**Article:**
+ + + + +
- Starring: James Arness; Ken Curtis; Milburn Stone; Amanda Blake; Buck Taylor;
- No. of episodes: 26

Release
- Original network: CBS
- Original release: September 23, 1968 – March 24, 1969

Season chronology
- ← Previous Season 13Next → Season 15

= Gunsmoke season 14 =

Gunsmoke is an American Western television series developed by Charles Marquis Warren and based on the radio program of the same name. The series ran for 20 seasons, making it the longest-running Western in television history.

The first episode of season 14 aired in the United States on September 23, 1968, and the final episode aired on March 24, 1969. All episodes were broadcast in the U.S. by CBS.

Season 14 of Gunsmoke was the third season of color episodes. Previous seasons were filmed in black-and-white.

== Synopsis ==
Gunsmoke is set in and around Dodge City, Kansas, in the post-Civil War era and centers on United States Marshal Matt Dillon (James Arness) as he enforces law and order in the city. In its original format, the series also focuses on Dillon's friendship with deputy Festus Haggen (Ken Curtis); Doctor Galen "Doc" Adams (Milburn Stone), the town's physician; Kitty Russell (Amanda Blake), saloon girl and later owner of the Long Branch Saloon; and deputy Newly O'Brien (Buck Taylor).

==Cast and characters==

=== Main ===

- James Arness as Matt Dillon
- Milburn Stone as Doc
- Amanda Blake as Kitty
- Glenn Strange as Sam Noonan
- Ken Curtis as Festus
- Buck Taylor as Newly

== Production ==

Season 14 consisted of 26 one-hour color episodes produced by John Mantley and associate producer Joseph Dackow.

=== Casting ===
Episode 19, "The Mark of Cain", cast Robert Totten as a guest character. Totten directed several episodes as well as writing at least one.

=== Writing ===
Occasionally, titles were re-used. This season had two titles that were used in previous seasons. The first was episode 20, "Reprisal", which was also a title in season 7, episode 23. The second was episode 25, "The Prisoner", which was also a title in season 7, episode 33.
+ + + + +
**Task data:**
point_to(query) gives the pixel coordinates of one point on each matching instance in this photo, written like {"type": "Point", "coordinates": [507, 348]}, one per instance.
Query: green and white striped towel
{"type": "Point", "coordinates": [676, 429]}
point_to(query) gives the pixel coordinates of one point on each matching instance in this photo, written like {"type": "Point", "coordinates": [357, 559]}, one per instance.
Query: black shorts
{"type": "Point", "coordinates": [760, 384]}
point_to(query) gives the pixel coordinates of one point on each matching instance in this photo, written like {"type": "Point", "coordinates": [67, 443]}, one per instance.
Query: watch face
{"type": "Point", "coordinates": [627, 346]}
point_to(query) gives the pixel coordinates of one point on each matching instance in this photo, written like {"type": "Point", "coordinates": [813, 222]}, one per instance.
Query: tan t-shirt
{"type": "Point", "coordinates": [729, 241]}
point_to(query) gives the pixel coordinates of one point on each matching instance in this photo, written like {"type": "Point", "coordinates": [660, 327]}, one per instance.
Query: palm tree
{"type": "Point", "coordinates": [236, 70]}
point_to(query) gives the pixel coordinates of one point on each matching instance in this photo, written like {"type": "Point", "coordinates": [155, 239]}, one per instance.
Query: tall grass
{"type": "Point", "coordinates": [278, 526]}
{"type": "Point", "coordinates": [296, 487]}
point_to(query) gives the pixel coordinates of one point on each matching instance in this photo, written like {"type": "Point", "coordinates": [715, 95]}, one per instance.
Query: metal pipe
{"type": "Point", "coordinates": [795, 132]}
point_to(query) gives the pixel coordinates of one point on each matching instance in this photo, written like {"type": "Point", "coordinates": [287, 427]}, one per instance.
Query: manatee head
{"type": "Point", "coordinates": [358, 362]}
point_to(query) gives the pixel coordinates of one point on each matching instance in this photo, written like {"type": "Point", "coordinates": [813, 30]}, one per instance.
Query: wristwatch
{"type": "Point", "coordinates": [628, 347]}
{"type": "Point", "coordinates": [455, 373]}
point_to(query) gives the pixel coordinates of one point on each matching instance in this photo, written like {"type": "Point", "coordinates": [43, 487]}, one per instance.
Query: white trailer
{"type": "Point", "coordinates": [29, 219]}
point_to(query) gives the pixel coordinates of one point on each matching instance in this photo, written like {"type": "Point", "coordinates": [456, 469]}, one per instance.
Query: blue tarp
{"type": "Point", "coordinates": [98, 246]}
+ + + + +
**Required task A:** Reproduce the part of the Gunsmoke article starting with "The first episode" and going on through "filmed in black-and-white.".
**Required task B:** Gather every line of the entries that contains the word "white", copying each one in full.
The entries are unrelated to the Gunsmoke article.

**Correct response A:**
The first episode of season 14 aired in the United States on September 23, 1968, and the final episode aired on March 24, 1969. All episodes were broadcast in the U.S. by CBS.

Season 14 of Gunsmoke was the third season of color episodes. Previous seasons were filmed in black-and-white.

**Correct response B:**
Query: green and white striped towel
Query: white trailer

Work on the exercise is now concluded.